• _Problem requirements_:
Rewrite all of the items below, substituting "place a point on" for every occurrence of "put a marker on" and leaving everything else unchanged.

• _Material for the task_:

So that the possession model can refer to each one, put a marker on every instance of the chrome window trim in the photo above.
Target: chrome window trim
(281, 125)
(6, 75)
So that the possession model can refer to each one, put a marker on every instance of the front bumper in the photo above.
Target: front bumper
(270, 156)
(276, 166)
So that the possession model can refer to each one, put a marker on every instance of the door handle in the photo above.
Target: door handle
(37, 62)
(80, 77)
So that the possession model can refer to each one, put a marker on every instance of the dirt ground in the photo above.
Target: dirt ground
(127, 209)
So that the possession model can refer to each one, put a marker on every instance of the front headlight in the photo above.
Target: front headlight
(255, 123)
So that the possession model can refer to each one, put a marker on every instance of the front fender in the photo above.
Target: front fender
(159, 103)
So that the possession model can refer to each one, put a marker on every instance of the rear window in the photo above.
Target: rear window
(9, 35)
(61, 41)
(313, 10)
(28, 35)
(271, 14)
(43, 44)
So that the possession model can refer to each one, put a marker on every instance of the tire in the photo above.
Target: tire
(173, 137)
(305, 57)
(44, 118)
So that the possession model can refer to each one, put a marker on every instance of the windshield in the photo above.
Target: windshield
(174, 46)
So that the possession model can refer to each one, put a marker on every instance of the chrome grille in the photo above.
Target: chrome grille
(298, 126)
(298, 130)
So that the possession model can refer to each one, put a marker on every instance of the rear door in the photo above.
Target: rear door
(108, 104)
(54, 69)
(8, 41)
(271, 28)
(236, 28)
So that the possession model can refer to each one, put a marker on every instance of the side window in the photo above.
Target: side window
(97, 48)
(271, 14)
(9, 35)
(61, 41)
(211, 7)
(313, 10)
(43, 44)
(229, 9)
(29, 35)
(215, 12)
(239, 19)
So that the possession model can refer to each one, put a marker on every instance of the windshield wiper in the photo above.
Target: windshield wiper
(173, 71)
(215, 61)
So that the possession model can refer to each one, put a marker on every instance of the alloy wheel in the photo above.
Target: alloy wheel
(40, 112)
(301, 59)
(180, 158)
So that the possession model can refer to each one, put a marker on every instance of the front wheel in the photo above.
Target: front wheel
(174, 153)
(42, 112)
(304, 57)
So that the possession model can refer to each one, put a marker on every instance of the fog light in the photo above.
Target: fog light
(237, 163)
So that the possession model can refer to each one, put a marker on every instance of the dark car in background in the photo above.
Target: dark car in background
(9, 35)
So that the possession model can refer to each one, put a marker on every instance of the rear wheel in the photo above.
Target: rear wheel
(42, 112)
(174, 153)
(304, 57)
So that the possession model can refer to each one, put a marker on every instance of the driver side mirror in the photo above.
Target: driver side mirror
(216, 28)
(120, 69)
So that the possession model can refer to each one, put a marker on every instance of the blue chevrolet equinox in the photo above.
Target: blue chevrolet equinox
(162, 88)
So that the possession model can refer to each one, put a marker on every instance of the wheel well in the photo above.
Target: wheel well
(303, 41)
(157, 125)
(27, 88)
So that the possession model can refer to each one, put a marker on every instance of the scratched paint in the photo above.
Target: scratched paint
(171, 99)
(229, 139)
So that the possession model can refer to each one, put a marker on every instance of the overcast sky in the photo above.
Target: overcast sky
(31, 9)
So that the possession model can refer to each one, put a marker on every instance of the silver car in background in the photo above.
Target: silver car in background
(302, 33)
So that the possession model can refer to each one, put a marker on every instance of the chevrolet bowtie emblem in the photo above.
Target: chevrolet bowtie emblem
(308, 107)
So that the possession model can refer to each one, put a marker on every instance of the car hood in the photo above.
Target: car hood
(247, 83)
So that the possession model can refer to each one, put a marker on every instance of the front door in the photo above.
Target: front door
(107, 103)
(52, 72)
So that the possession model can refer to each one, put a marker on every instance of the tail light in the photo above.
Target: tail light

• _Exercise solution_:
So that the possession model can refer to each one, place a point on every instance of the chrome window trim in the photo above.
Target: chrome window trim
(281, 125)
(6, 75)
So that the possession model can refer to each one, place a point on every instance of the front bumper in the photo above.
Target: front bumper
(270, 156)
(276, 166)
So that the possession model can refer to each one, place a point on every instance of the door handle in the photo above.
Target: door handle
(37, 62)
(80, 77)
So that the possession model can refer to each one, place a point on every instance of the dirt ground in the photo above.
Target: dirt ground
(127, 209)
So that the possession model can refer to each one, place a point on every instance of the front headlight in the photo above.
Target: front headlight
(255, 123)
So that the possession model can refer to each one, place a point on every instance of the front fender in the photo above.
Target: front fender
(159, 103)
So that the possession model can refer to each one, place a point on every instance of the rear window in the photo above.
Target: rear window
(9, 35)
(61, 41)
(313, 10)
(28, 35)
(271, 14)
(43, 44)
So that the possession model can refer to each one, place a point on every instance of the tire in the photo above.
Target: tire
(173, 137)
(305, 57)
(44, 118)
So that the possession model can refer to each one, place a point on every instance of the windshield in the photo above.
Target: windshield
(174, 46)
So that the possession model can refer to each one, place a point on every instance of the chrome grille in the photo above.
Target: chrome grille
(298, 126)
(298, 130)
So that the possession model can refer to each one, place a point on every instance of the rear door in the photo above.
Target: rear door
(108, 104)
(54, 69)
(8, 41)
(271, 28)
(236, 28)
So that the possession model can refer to each one, place a point on every instance of the side window in the photo above.
Target: side window
(97, 48)
(271, 14)
(9, 35)
(61, 41)
(211, 7)
(313, 10)
(43, 44)
(229, 9)
(29, 35)
(215, 12)
(239, 19)
So that the possession model can refer to each one, place a point on every instance of the windshield wiper in the photo above.
Target: windshield wiper
(173, 71)
(215, 61)
So that the possession model can refer to each one, place a point on every instance of the alloy wheel in the photo above.
Target: alloy wheel
(40, 112)
(301, 59)
(180, 158)
So that the possession model can refer to each one, place a point on every instance of the front wheel in the photo above.
Target: front wheel
(174, 153)
(42, 112)
(304, 57)
So that the possession model can refer to each one, place a point on every instance of the fog light in the photo above.
Target: fog light
(237, 163)
So that the possession model can refer to each one, place a point on every instance of the dark car in background in the photo above.
Target: dark car in background
(9, 35)
So that the possession model can refer to each one, place a point on every instance of the rear wheel in the photo above.
Target: rear wheel
(42, 112)
(174, 153)
(304, 57)
So that the possession model can refer to each one, place a point on every instance of the driver side mirror in the photo above.
Target: driver side mirror
(216, 28)
(120, 69)
So that the possession model can refer to each one, place a point on every instance of the blue chevrolet equinox in the photo above.
Target: blue chevrolet equinox
(162, 88)
So that the possession model can refer to each one, place a point on every instance of the wheel well in the photo above.
Target: wheel well
(303, 41)
(157, 125)
(27, 88)
So that the possession model can refer to each one, place a point on every instance of the scratched paint in the photo above.
Target: scratched paint
(171, 99)
(229, 139)
So that the possession model can refer to each one, place a point on every instance of the overcast sky in the photo above.
Target: overcast sky
(31, 9)
So that the possession model can refer to each one, place a point on every instance of the silver car in background in the photo above.
Target: silver car in background
(302, 33)
So that the possession model can refer to each one, place a point on every instance of the chevrolet bowtie emblem in the photo above.
Target: chevrolet bowtie emblem
(308, 107)
So that the possession model can refer to each one, place a point on every instance of the car hood in the photo above.
Target: car hood
(247, 83)
So that the possession model can refer to each one, place a point on every instance of the front door in the photo above.
Target: front door
(107, 103)
(52, 72)
So that the possession model can refer to each one, place a point on every instance of the tail light in the photo above.
Target: tail light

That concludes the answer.